§ **Provided material**:
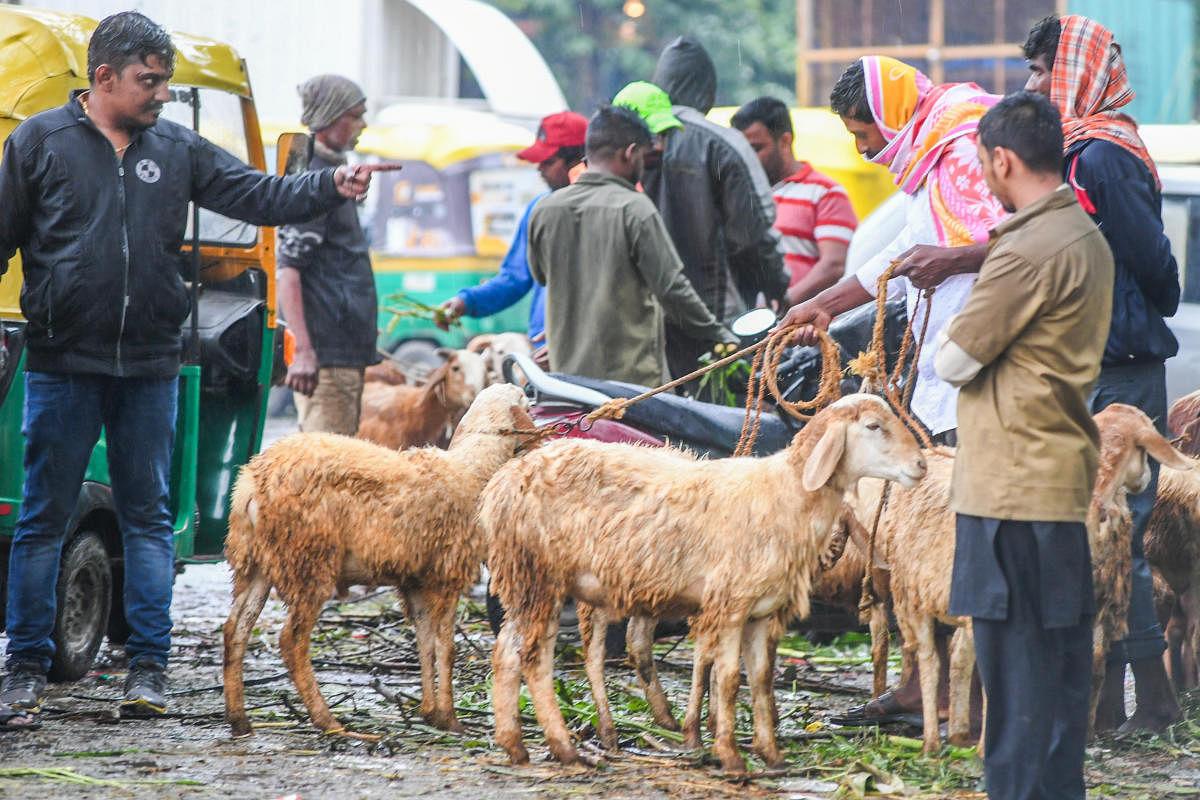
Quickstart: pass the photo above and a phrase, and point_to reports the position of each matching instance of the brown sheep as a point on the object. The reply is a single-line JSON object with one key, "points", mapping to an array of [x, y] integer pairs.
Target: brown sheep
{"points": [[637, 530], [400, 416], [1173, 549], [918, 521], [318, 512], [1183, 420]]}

--

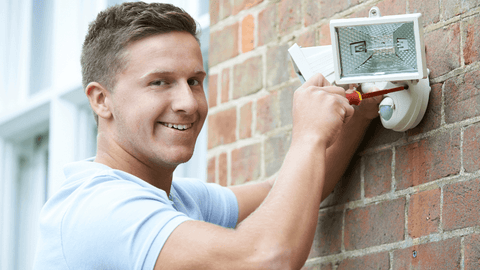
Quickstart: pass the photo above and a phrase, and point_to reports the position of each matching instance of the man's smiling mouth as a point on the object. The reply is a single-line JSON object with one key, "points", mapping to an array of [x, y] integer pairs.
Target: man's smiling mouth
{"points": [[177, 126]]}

§ **Task description**: Pull out every line of the items above that contains the word "object", matching case.

§ **The output**:
Quickstart: pass the photo above and a phrase, and point_to reports the position of each matching instance of the brown sheep as a point on the object. The reply is a single-line JSON object with one key, "points", mapping to an array of [x, y] integer pairs.
Quickstart: pass the photo above and a phrase, and point_to reports the position of each matching instance of the man's smiling mouth as a point on the object. The reply is a single-line JSON object with one key, "points", mapping to an array of [x, y] integer pairs.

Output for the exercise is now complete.